» 练习目标: 将包含“Note: for each instance of the boy in blue”的那一行到包含“point(392, 364)”的那一行（含首尾两行）全部重写一遍，并把答案里每个坐标数值都偏移加上 136，其余文字不变。

» 给定记录:

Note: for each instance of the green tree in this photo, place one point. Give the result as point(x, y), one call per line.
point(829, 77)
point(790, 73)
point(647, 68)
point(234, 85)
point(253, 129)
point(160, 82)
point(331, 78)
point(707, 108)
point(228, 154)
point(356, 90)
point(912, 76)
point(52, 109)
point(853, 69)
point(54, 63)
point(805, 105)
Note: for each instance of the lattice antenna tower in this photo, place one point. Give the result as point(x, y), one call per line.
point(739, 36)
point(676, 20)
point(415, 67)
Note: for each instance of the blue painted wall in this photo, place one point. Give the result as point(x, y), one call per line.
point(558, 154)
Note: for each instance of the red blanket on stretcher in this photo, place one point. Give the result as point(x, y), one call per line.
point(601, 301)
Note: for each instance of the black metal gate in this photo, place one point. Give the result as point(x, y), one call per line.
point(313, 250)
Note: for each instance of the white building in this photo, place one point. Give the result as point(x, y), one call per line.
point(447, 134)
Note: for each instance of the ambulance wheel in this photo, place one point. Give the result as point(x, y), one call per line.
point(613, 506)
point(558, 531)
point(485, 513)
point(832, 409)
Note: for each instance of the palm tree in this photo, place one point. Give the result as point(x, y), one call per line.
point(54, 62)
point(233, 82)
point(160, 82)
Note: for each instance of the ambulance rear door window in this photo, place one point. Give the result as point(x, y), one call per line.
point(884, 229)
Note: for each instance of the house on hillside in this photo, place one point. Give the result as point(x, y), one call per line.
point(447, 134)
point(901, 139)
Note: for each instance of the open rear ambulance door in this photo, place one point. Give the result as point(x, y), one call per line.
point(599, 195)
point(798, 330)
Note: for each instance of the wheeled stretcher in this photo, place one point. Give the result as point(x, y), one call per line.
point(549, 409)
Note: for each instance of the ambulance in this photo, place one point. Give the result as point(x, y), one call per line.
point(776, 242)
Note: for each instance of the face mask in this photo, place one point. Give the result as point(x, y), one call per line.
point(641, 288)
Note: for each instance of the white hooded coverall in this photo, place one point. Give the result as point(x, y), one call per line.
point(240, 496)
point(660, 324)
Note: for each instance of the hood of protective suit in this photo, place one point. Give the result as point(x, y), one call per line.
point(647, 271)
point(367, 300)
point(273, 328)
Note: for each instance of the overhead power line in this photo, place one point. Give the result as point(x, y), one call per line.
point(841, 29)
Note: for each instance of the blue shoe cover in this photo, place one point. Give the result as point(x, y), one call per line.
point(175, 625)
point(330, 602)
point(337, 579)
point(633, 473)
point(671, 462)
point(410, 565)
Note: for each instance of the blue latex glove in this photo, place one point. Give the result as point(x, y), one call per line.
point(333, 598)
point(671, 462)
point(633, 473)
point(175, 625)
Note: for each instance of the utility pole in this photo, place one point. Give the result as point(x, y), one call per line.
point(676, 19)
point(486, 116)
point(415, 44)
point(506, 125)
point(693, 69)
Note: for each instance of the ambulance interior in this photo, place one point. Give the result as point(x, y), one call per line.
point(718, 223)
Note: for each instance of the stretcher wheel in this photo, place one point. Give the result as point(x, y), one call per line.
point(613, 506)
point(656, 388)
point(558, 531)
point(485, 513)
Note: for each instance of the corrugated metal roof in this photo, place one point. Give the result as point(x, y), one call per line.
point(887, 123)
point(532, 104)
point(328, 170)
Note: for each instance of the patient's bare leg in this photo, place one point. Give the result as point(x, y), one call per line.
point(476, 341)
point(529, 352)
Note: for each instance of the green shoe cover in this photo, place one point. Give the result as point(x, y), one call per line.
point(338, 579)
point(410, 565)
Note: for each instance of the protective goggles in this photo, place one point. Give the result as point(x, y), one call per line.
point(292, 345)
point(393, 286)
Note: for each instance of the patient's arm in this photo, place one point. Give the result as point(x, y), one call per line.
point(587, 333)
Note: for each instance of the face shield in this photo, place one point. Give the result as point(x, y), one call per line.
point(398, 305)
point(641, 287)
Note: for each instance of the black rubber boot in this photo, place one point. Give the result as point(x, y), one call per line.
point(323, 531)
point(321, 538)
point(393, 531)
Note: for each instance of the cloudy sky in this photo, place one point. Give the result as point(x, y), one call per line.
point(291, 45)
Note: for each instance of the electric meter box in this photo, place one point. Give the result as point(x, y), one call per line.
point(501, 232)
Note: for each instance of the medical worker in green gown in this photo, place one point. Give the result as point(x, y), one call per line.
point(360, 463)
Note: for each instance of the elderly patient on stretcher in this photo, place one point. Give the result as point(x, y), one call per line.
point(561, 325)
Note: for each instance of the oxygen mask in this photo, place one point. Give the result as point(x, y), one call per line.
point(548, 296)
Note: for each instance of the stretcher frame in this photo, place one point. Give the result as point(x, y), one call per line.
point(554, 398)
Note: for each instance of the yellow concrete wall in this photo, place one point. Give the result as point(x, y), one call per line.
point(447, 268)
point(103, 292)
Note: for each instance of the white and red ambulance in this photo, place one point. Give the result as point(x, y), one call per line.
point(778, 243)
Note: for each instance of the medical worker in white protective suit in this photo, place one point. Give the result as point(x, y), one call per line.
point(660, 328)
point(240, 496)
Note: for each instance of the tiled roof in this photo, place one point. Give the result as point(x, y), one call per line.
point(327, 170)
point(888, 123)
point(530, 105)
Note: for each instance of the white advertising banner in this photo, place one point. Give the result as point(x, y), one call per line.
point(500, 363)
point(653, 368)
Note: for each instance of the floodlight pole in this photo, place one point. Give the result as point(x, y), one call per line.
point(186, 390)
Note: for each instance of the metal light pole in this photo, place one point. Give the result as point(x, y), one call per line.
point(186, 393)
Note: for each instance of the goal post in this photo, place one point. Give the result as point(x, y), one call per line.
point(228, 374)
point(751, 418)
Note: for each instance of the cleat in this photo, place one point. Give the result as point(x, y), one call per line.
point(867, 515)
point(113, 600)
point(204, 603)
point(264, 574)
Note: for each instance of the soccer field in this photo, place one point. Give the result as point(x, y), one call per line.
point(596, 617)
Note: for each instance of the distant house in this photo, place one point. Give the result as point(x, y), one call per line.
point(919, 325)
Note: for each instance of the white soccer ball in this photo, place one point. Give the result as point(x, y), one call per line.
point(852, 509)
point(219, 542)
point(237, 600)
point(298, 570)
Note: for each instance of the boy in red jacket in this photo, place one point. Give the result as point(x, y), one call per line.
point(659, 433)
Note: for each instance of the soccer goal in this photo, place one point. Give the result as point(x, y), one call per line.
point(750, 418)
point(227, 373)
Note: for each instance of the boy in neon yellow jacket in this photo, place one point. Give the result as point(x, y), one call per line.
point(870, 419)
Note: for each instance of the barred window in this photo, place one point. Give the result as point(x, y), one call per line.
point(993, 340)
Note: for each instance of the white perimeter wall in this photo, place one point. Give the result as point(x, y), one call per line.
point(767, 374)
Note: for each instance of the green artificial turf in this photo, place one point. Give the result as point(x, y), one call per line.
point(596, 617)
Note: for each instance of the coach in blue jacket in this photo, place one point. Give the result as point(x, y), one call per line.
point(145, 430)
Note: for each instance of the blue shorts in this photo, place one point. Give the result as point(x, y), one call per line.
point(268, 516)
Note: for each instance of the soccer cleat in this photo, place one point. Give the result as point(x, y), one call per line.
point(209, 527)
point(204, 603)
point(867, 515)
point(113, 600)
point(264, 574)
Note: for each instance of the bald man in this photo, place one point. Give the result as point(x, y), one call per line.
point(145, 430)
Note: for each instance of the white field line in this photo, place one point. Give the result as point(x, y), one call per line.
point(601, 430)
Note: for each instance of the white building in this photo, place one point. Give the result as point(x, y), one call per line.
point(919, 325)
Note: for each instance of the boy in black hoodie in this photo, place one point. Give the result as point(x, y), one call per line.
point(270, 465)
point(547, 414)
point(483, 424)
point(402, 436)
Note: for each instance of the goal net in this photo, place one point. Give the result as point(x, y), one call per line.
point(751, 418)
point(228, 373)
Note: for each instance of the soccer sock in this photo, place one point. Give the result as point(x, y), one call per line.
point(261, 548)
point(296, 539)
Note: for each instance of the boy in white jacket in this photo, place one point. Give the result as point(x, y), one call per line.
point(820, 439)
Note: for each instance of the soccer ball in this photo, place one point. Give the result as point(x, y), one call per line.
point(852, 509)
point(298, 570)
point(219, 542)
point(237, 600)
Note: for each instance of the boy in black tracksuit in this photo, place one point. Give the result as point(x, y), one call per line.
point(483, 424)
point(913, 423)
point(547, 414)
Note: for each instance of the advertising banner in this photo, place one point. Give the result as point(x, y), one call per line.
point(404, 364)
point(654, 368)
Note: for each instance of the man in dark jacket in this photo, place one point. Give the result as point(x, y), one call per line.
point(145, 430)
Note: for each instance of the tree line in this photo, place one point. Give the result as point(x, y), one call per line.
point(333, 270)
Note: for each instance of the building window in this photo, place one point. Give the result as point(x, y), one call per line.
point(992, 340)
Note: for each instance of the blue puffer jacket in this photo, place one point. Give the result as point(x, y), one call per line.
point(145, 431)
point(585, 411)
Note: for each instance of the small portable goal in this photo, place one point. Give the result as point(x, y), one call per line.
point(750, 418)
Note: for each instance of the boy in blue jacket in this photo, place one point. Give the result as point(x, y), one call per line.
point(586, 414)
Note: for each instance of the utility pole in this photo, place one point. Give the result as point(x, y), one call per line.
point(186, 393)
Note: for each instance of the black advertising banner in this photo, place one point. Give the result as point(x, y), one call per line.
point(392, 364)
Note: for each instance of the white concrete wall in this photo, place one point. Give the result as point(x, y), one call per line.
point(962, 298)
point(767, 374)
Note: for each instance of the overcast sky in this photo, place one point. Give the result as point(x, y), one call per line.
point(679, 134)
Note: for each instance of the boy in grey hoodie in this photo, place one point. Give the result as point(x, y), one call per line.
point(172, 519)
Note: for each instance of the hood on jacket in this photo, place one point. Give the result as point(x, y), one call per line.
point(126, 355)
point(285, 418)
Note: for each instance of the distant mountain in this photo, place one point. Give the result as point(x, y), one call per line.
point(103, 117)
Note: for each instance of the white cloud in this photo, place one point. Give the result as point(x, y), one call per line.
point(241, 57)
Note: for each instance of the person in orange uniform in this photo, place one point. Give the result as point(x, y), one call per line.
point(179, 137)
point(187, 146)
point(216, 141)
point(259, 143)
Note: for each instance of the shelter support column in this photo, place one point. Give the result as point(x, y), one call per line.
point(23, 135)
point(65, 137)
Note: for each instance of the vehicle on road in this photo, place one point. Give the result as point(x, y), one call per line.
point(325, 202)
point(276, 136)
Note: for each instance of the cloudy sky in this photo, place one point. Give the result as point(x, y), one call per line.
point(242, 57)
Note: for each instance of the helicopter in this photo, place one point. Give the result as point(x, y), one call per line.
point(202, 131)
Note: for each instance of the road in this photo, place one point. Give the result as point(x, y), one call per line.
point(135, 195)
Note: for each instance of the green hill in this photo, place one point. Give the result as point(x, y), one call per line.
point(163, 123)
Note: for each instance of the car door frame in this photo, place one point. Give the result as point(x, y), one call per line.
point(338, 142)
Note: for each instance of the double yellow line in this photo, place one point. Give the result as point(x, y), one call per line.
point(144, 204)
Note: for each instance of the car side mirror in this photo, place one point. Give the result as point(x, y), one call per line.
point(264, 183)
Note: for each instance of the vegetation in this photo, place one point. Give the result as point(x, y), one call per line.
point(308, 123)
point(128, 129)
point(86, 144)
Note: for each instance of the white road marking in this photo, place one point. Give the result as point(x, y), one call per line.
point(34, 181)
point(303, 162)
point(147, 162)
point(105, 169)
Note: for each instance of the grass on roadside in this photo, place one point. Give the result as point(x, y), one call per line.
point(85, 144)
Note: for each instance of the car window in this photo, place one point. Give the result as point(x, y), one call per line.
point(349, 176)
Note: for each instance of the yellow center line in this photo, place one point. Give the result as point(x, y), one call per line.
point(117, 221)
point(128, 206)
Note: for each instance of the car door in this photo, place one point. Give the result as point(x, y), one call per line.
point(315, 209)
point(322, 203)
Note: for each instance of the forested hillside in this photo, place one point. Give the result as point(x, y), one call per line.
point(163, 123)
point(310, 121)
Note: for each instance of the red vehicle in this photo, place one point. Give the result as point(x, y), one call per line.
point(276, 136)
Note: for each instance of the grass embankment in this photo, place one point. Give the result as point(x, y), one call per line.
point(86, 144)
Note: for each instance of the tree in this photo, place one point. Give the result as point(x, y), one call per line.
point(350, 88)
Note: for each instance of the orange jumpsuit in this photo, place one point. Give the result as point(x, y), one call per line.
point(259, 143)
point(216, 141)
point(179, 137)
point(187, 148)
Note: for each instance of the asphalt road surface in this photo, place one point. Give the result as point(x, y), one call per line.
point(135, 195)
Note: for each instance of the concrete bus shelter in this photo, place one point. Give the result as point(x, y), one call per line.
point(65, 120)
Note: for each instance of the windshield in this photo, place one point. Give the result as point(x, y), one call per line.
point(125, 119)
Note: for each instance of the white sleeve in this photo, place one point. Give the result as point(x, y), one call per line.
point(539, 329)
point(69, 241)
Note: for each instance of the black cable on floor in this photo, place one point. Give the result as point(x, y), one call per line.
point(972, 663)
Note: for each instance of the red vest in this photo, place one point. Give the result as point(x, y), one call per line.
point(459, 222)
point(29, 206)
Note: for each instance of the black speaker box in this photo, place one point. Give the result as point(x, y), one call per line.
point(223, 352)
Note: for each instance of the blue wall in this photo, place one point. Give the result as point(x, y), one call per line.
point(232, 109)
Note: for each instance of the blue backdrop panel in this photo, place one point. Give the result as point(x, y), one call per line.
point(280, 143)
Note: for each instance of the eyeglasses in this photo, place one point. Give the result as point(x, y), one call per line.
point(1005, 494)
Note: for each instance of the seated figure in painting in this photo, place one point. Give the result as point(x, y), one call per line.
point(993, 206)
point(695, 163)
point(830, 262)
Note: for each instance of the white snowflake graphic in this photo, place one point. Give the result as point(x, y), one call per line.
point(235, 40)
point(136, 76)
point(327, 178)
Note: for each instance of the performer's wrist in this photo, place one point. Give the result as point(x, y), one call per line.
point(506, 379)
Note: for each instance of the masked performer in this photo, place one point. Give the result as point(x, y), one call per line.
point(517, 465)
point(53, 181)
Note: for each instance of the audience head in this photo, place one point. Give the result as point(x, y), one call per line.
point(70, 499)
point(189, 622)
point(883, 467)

» 参考答案:
Note: for each instance of the boy in blue jacket in this photo, place one point. Give the result as point(x, y), one call per line.
point(722, 550)
Note: for each instance of the utility pole in this photo, place one point. Give the result as point(x, y), one call per line.
point(322, 529)
Note: for each instance of the black advertising banner in this photo, place one point. Give the result as point(x, y), one call per line.
point(528, 500)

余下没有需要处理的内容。